Page text ->
▽

= Jeff Fosnes =

American basketball player

Jeff Fosnes (born January 16, 1954) is a former basketball player from Wheat Ridge High School and Vanderbilt University. Jeff was raised in Lakewood, Colorado, the son of Carl and Jay Fosnes.

==High school==

At Wheat Ridge High School from 1969 to 1972, Fosnes was "regarded by many as the best basketball player in state annals. Garnering three years all state, he led the Farmers to two seconds and a third in the state tournament. Averaging over twenty points per game for his prep career, he scored thirty-five points in the first three quarters of the 1971 state title game vs. Mitchell." Fosnes was named a Sunkist High School All-American in 1972 alongside Robert Parish and Quinn Buckner.

==College==

Fosnes joined the Vanderbilt Commodores in 1972 as a part of a historic freshman class, "Roy Skinner's famed 'F-Troop', a nickname coined by Nashville Banner sports editor Dudley 'Waxo' Green." In 1974, Vanderbilt would win the SEC Championship. Fosnes was an integral part of this team that included Jan van Breda Kolff, Butch Feher, and Joe Ford. Fosnes was selected to the NCAA All-Tournament Team in 1974, as the Commodores fell to Marquette and Notre Dame. During the same year, Fosnes became Vanderbilt's first Academic All-American, an accolade he would receive again the following year. No other Vanderbilt basketball player would attain the honor until Bruce Elder in 1993.

Fosnes was honored as a First Team All-SEC selection by the coaches in 1975 and 1976.

△

Assignment -> Please duplicate the Jeff Fosnes article word for word, starting with "American basketball player" and going on through "and Jay Fosnes.". The entries that come next have nothing to do with this.

Recorded data ->
▽

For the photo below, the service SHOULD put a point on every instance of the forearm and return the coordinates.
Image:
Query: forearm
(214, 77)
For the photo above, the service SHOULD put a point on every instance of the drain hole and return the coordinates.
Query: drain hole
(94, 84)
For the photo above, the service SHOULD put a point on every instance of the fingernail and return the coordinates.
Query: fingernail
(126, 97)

△
▽

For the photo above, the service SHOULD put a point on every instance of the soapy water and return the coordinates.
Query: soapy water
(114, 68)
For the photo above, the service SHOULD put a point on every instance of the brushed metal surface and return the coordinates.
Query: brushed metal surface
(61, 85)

△

Written solution ->
American basketball player

Jeff Fosnes (born January 16, 1954) is a former basketball player from Wheat Ridge High School and Vanderbilt University. Jeff was raised in Lakewood, Colorado, the son of Carl and Jay Fosnes.